TEKS BACAAN
Tanggal 20 September 1842: Prefektur Apostolik Batavia diangkat menjadi Vikariat Apostolik. Mgr. J. Grooff, Pr ditunjuk menjadi Vikaris. Bersama 4 orang missionaris imam sekular, beliau berangkat ke Jawa.
Misi Perdana di Papua
Tanggal 11 Juli 1891: Pemerintah memberi ijin kepada Gereja untuk bekerja di Papua, bagian barat daya. Bomfia, suatu tempat di pulau Seram, dipandang baik sebagai batu loncatan untuk beroperasi di Papua.
Tanggal 22 Mei 1894: Pastor Cornelis Le Cocq d’Armandville SJ mendarat di Papua, di Skroe dekat Fak-Fak. Dalam 10 hari beliau mempermandikan 73 anak-anak.
Cornelis Johann Le Cocq d’Armandville SJ
(Delf, 29 Maret 1846 – Mimika, 27 Mei 1896)
Menjangkau Mimika
Tanggal 27 Mei 1896: Dalam perjalanan pulang dari menyusuri daerah timur Papua, pastor Cornelis Le Cocq d’Armandville SJ singgah di Kipia pantai Mimika, di mana ia menemukan banyak penduduk, tersebar di kampung-kampung. Di tanah ini, pastor Le Cocq berjanji untuk mendirikan misi.

PETUNJUK SOAL
Tuliskan ulang bagian teks tentang sejarah misi di Papua yang dimulai dari "Misi Perdana di" dan berakhir pada "untuk mendirikan misi.", tanpa mengubah satu kata pun.

KUMPULAN DATA
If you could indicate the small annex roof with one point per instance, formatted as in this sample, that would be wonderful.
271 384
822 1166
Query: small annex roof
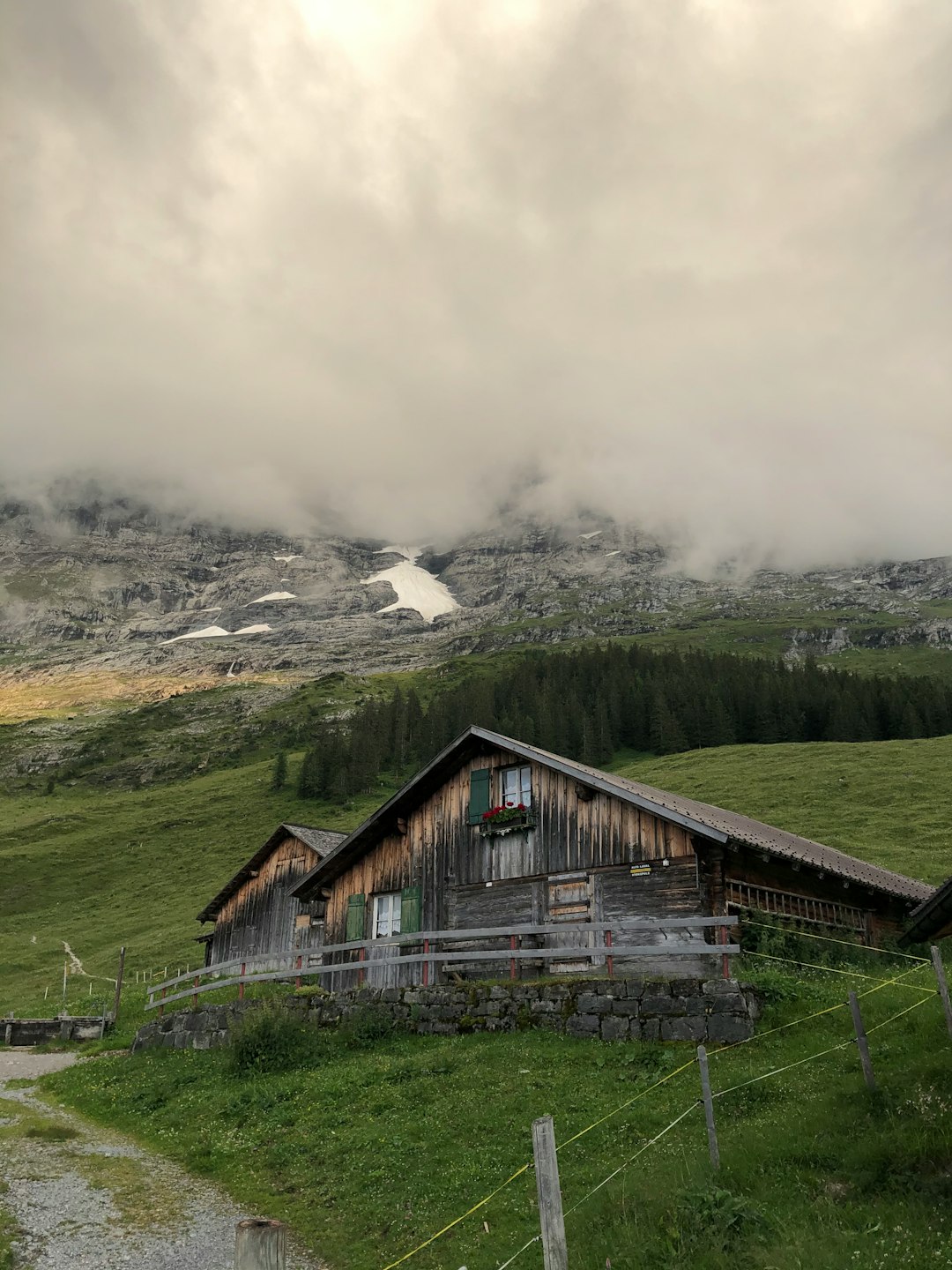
931 917
323 841
703 819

JAWABAN SOAL
Misi Perdana di Papua
Tanggal 11 Juli 1891: Pemerintah memberi ijin kepada Gereja untuk bekerja di Papua, bagian barat daya. Bomfia, suatu tempat di pulau Seram, dipandang baik sebagai batu loncatan untuk beroperasi di Papua.
Tanggal 22 Mei 1894: Pastor Cornelis Le Cocq d’Armandville SJ mendarat di Papua, di Skroe dekat Fak-Fak. Dalam 10 hari beliau mempermandikan 73 anak-anak.
Cornelis Johann Le Cocq d’Armandville SJ
(Delf, 29 Maret 1846 – Mimika, 27 Mei 1896)
Menjangkau Mimika
Tanggal 27 Mei 1896: Dalam perjalanan pulang dari menyusuri daerah timur Papua, pastor Cornelis Le Cocq d’Armandville SJ singgah di Kipia pantai Mimika, di mana ia menemukan banyak penduduk, tersebar di kampung-kampung. Di tanah ini, pastor Le Cocq berjanji untuk mendirikan misi.